* SET TASK:
Copy the entries from the line with "else: point(374, 37)." up to and including the line with "point(181, 239)", substituting "Object" for every "Target" and leaving all else unchanged. Give back only those lines.

* Saved entries:
________

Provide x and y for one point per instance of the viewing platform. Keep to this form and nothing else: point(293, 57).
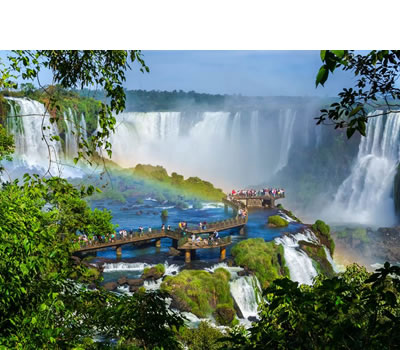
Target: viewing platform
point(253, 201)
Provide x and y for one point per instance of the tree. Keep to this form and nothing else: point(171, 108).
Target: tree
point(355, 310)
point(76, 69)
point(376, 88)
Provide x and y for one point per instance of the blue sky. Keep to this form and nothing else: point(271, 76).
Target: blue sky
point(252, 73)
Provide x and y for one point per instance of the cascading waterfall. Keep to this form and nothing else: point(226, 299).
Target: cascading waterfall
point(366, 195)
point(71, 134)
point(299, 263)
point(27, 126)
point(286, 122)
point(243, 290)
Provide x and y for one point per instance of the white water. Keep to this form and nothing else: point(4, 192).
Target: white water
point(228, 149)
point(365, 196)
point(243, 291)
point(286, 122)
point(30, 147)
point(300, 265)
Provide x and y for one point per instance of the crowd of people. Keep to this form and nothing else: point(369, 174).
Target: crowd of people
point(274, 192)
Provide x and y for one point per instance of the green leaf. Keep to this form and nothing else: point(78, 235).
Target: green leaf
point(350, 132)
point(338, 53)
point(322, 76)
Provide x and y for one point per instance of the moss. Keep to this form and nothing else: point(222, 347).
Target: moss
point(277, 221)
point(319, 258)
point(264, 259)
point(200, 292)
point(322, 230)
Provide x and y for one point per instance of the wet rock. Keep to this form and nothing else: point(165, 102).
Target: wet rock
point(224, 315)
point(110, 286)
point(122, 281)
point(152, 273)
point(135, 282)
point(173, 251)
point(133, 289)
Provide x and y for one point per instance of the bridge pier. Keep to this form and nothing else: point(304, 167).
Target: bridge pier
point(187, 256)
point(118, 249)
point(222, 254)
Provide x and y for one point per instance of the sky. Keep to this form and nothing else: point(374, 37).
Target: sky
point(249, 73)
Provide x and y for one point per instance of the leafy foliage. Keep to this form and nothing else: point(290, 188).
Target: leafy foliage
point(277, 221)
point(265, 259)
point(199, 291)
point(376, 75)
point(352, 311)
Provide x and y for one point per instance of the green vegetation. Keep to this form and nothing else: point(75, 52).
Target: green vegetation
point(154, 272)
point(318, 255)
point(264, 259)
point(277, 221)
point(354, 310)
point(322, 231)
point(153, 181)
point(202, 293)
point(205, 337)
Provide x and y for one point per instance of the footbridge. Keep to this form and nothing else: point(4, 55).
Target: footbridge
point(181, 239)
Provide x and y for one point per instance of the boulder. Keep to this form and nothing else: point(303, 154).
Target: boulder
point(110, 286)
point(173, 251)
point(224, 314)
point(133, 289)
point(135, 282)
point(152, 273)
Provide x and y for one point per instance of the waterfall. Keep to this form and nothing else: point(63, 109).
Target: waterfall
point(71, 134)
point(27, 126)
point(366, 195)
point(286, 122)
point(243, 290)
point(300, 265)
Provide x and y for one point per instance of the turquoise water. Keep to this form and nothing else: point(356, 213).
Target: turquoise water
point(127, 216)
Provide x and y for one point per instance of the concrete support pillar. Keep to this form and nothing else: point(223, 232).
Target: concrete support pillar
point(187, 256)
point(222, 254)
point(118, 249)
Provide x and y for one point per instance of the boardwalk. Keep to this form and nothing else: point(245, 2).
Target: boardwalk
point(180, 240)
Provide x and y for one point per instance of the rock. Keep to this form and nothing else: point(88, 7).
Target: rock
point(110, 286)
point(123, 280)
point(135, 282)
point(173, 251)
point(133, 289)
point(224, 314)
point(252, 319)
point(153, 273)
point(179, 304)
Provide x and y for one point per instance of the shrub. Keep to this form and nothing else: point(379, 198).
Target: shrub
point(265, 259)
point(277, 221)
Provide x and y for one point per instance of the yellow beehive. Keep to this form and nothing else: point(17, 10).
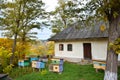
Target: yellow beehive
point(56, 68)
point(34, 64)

________

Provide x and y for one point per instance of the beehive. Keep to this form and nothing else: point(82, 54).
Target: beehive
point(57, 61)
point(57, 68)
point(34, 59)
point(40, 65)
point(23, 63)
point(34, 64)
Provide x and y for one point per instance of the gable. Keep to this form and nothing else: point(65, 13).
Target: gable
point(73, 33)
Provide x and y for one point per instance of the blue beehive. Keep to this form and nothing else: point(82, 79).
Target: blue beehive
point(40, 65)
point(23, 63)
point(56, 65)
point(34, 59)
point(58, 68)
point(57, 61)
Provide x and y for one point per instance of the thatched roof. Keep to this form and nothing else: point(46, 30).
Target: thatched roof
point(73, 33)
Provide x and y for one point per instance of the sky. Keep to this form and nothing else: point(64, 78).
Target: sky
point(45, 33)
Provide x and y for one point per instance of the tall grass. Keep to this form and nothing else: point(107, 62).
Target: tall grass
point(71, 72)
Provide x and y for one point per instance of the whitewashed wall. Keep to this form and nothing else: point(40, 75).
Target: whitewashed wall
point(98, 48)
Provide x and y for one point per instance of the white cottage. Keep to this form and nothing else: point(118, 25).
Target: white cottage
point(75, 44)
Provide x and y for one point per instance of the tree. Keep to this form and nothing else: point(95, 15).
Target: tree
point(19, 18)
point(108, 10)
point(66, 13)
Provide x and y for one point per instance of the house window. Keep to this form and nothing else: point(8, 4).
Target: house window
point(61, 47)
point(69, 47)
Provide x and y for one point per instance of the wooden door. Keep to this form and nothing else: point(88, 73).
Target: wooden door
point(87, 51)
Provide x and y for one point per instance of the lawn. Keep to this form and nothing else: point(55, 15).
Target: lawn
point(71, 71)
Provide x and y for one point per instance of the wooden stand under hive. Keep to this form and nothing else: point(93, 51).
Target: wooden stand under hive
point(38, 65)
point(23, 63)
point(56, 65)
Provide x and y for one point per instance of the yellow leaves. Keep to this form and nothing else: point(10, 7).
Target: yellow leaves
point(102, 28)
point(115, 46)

________

* THE REPLY:
Provide x and y for one point per instance of the sky. Keep to this form and nothing else: point(374, 37).
Object: sky
point(249, 73)
Provide x and y for one point per instance of the leafy foliage. Keep to this form and nothing else: point(290, 188).
Object: leafy foliage
point(277, 221)
point(265, 259)
point(199, 291)
point(376, 75)
point(352, 311)
Provide x and y for one point per instance of the green vegetation. Keep to this form and nothing else: point(75, 52).
Object: green vegetation
point(154, 272)
point(318, 255)
point(264, 259)
point(277, 221)
point(354, 310)
point(322, 231)
point(153, 181)
point(202, 293)
point(205, 337)
Provide x and y for one point per instance of the footbridge. Keep to this form and nothing else: point(4, 55).
Object: footbridge
point(181, 239)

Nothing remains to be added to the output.